--- Direction ---
Express the lines from the start through the one containing "[[220,138],[215,105],[158,107],[140,130],[140,139]]", inclusive, as a two-column CSV with the header ask,answer and one row per ask. Quote each field and replace line breaks with spaces.

--- Raw records ---
╭──
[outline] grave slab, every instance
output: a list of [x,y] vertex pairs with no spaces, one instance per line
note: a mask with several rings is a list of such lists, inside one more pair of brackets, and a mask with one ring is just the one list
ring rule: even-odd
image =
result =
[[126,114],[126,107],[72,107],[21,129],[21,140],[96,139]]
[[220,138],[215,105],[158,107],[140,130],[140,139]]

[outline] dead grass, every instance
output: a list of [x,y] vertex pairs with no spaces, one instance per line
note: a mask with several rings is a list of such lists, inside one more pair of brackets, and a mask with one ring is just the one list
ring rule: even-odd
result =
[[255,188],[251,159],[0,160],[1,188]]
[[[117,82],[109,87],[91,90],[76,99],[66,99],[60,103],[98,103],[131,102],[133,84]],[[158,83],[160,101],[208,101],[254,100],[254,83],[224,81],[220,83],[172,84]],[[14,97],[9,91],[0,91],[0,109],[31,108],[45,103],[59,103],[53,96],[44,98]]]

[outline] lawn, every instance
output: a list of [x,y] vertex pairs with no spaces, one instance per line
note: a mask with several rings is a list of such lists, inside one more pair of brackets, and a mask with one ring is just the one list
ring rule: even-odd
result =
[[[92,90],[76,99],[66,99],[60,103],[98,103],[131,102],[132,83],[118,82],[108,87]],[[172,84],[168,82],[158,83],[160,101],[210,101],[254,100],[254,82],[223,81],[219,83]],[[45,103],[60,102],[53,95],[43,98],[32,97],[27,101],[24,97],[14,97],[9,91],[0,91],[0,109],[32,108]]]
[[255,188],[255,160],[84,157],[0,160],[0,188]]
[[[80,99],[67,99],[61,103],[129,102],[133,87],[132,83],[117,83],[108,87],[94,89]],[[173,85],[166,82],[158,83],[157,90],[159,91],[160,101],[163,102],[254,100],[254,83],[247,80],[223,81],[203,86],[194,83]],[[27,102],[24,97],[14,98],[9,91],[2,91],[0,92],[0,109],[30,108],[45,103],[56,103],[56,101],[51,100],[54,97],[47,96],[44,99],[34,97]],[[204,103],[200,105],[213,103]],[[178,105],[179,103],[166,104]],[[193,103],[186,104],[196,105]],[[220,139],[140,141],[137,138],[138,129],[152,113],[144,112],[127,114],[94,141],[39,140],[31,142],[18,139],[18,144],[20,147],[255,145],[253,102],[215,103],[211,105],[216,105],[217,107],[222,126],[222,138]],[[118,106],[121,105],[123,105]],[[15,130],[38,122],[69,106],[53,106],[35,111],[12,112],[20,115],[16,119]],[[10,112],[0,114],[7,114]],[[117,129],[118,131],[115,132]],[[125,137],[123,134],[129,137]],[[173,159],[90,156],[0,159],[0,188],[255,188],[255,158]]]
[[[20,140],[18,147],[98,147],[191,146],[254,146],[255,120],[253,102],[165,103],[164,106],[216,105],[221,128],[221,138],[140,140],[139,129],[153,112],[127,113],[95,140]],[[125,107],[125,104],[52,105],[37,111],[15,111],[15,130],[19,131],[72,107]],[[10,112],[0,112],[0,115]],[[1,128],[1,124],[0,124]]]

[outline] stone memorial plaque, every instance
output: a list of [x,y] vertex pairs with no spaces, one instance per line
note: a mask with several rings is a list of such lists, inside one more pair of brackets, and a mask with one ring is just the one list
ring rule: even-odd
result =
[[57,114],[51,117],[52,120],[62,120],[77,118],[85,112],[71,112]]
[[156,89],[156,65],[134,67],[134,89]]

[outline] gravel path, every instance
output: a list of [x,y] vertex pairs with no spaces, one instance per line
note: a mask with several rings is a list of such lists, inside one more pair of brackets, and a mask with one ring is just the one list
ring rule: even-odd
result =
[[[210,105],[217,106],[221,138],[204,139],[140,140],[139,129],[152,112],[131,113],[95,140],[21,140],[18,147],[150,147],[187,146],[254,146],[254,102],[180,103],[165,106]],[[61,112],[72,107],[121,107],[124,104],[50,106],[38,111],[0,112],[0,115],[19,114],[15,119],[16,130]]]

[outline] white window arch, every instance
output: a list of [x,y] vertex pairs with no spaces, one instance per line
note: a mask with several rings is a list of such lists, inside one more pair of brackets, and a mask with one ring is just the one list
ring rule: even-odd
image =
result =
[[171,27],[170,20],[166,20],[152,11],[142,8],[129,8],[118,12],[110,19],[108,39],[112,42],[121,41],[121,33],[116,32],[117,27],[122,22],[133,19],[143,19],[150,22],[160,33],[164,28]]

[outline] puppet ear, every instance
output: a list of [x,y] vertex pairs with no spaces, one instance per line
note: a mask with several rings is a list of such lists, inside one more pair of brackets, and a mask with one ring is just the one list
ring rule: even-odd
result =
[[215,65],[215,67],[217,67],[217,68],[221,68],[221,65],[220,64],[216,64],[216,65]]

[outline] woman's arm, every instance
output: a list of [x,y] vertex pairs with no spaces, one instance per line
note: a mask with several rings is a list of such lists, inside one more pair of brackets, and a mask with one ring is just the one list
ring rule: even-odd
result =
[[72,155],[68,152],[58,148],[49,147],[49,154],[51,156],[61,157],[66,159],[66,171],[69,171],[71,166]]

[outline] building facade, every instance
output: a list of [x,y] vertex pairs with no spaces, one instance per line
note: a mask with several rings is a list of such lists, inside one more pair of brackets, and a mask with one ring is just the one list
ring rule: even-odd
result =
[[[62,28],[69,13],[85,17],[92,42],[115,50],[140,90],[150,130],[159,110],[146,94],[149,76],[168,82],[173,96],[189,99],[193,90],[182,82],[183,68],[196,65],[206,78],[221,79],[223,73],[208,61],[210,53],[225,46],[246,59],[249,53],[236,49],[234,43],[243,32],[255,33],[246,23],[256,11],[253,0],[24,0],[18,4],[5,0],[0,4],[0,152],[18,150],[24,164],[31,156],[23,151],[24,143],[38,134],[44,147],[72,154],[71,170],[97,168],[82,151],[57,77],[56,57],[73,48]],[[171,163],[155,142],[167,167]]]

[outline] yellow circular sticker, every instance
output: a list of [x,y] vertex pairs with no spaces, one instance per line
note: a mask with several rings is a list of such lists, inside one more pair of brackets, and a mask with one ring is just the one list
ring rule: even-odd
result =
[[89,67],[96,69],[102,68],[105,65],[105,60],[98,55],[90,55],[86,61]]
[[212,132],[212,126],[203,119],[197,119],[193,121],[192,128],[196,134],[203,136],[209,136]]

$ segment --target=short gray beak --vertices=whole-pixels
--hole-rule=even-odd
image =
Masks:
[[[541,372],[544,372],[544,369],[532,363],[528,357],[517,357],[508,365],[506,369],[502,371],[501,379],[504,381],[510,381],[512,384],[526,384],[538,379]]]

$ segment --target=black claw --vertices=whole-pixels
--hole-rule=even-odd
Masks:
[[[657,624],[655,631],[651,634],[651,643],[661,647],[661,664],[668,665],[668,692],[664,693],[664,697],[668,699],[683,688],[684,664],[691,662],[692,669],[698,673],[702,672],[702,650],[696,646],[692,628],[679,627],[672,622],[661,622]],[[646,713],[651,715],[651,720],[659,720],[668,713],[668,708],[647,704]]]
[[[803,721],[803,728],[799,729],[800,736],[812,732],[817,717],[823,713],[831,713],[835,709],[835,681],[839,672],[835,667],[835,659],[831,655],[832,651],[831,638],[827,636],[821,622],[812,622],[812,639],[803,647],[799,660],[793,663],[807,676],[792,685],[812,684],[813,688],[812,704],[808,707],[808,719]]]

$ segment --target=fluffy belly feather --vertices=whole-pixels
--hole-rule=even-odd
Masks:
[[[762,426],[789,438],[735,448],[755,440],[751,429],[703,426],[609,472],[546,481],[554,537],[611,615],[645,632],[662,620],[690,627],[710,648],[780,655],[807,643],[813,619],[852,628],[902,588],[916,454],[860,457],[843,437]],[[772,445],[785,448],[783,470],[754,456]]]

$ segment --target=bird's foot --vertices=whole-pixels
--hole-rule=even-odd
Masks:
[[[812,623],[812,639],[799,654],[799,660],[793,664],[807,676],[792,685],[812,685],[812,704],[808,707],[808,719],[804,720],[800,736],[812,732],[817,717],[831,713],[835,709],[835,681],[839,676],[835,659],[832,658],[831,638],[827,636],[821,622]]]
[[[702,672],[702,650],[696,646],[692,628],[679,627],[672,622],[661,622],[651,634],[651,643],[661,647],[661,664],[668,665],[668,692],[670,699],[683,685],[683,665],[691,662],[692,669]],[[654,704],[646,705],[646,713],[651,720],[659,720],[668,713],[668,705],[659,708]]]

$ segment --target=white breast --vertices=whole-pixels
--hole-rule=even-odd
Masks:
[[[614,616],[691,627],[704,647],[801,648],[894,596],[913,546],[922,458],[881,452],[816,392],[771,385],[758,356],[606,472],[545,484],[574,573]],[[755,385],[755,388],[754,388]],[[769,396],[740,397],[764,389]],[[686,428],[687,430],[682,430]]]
╰──
--- Full answer ---
ask,answer
"[outline] grave slab, every instance output: a list of [x,y] vertex pairs with no spaces, one instance per line note: a mask with several rings is a list of such lists, inside one more pair of brackets, and a mask with one ring is just the one list ring rule: even-odd image = result =","[[126,114],[126,107],[72,107],[21,129],[21,140],[96,139]] [[220,138],[215,105],[158,107],[140,130],[140,139]]"